----- Text provided
One of the best things you can do about this is to search your heart for any bitterness which may be there. Get rid of it, or sooner or later it will catch up with you. You will realize that you got locked in to your bitterness because somewhere back there you turned from fixing your eyes upon the Lord and the Word that He had given you and you began to interpret everything by the circumstances and the apparent facts of the situation. It is possible for people to have heard a Word from the Lord, and turn away-not because the Word was not true, but because they did not have a fixed focus on that Word. They were looking at something else.

Therefore, since we have so great a cloud of witnesses surrounding us, let us also lay aside every encumbrance, and the sin which so easily entangles us, and let us run with endurance the race that is set before us, fixing our eyes on Jesus, the author and perfecter of faith, who for the joy set before Him endured the cross, despising the shame, and has sat down at the right hand of the throne of God. For consider Him who has endured such hostility by sinners against Himself, so that you may not grow weary and lose heart. Hebrews 12:1–3.

The real battle is a battle over the Word. You may be saying in your heart, “I have listened to the Word, and I believe the Word! I believe all of it.”

Yes, but have you been faithful to that Word?

“No, some things happened and I withdrew.”

What were you?

“Well, I was a Church at Study teacher. I was an elder. I was very busy doing this and that.”

What are you now?

“Oh, I’m nothing. I withdrew. I had my grievances.”

But when God looks at you He will ask, “What did you do with the Word that I made real to your heart?”

“Well, some bad things happened to me.”

What difference does it make what happened? A Word from God, a commission from Him, is the only thing that you have to remember. Anyplace where you have deviated from that, you should repent. Get rid of any bitterness in your heart, and come back to the Word (Psalm 119:57–59; Revelation 2:4–5).

“Well, I used to prophesy and I had a lot of revelation. I was a real prophet of the Lord.”

What made it stop? God didn’t dry it up. You are the one who did it by your bitterness, evaluating your circumstances with unbelief. That root of bitterness can be so deep that it becomes the one thing in your life that destroys you and many about you.
----------
----- Provided records
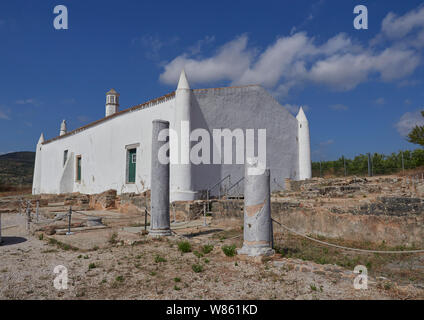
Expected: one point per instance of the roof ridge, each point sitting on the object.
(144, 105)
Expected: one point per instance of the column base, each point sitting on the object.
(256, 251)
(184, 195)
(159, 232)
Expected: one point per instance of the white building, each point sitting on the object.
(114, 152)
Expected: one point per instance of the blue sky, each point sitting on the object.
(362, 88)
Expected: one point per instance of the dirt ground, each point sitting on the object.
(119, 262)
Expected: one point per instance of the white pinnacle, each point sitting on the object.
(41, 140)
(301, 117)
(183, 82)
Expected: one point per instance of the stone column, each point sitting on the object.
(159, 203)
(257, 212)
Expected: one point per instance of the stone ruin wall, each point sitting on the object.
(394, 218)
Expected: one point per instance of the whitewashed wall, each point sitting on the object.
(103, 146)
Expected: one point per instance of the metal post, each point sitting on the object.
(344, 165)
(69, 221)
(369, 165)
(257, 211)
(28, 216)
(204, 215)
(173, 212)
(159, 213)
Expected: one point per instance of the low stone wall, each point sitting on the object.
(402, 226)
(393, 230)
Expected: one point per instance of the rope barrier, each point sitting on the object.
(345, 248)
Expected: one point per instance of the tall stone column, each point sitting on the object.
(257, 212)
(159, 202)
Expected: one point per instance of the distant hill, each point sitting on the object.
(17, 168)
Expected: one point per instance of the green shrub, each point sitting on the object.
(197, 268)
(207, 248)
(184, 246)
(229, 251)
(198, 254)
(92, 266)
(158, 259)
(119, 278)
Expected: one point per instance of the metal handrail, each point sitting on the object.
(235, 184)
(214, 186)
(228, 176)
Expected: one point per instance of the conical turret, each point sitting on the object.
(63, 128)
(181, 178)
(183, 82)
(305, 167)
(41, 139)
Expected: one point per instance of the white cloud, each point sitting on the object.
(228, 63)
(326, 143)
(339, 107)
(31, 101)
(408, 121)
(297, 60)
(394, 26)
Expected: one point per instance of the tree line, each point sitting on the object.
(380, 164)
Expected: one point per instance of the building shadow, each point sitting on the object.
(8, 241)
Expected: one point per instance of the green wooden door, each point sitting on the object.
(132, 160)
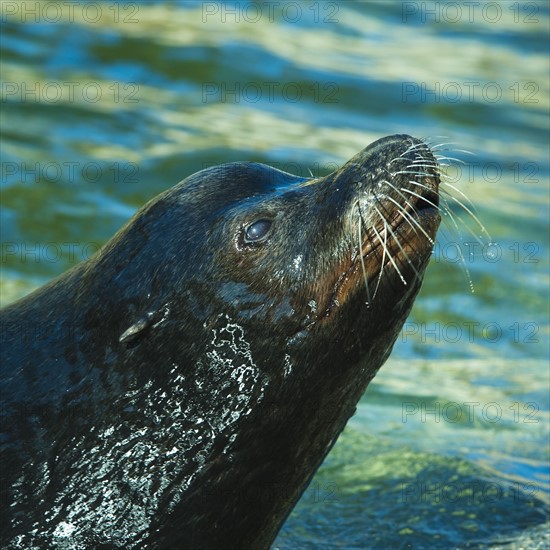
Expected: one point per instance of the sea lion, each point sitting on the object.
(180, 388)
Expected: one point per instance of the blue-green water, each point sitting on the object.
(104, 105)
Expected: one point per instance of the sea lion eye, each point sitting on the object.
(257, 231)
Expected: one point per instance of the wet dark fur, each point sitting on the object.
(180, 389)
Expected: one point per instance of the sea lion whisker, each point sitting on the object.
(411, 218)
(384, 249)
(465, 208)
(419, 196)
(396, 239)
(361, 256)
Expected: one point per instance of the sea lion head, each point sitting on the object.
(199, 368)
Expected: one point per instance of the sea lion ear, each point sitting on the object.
----------
**Parts of the exercise**
• 1. List every Bible reference cited in the passage on bitterness.
• 2. Continue the passage on bitterness, picking up right after its final sentence.

**Answers to the exercise**
• 1.
Hebrews 12:1–3
Psalm 119:57–59
Revelation 2:4–5

• 2.
See to it that no one comes short of the grace of God; that no root of bitterness springing up causes trouble, and by it many be defiled. Hebrews 12:15.

How many who read this are thinking, “I will take this Word from here. I’ll take heed to it; I’ll believe what you say. I will get back to the Word, back to the anointing.”

“ ‘And I will give them a heart to know Me, for I am the Lord; and they will be My people, and I will be their God, for they will return to Me with their whole heart.’ ” Jeremiah 24:7.

This thing of forgiving your brother is very important (Matthew 6:14–15). There are people who have grievances against me that may be justifiable grievances. I could have grievances against maybe those same ones that could be justified also. But I don’t care what a man has done or what he is doing. I want to look away from those things and say, “What did God say over that man?” That’s where my faith will be.

“Do not judge lest you be judged yourselves. For in the way you Judge, you will be judged; and by your standard of measure, it shall be measured to you. And why do you look at the speck in your brother’s eye, but do not notice the log that is in your own eye? Or how can you say to your brother, ‘Let me take the speck out of your eye,’ and behold, the log is in your own eye? You hypocrite, first take the log out of your own eye, and then you will see clearly enough to take the speck out of your brother’s eye.” Matthew 7:1–5.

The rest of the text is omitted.